GIVEN ENTRIES Block Start
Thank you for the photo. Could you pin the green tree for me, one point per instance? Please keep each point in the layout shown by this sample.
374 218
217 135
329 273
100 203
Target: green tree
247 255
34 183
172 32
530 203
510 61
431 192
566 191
GIVEN ENTRIES Block End
**YOUR INSTRUCTIONS**
Every line above should be transcribed exactly.

**EXERCISE RESULT**
Thank you for the photo. Could you pin the green tree for me, one point per instance? Please keep each point in the layout shown by this sample.
374 218
217 135
329 273
100 203
Target: green tree
247 255
34 183
172 32
530 203
510 61
431 192
566 191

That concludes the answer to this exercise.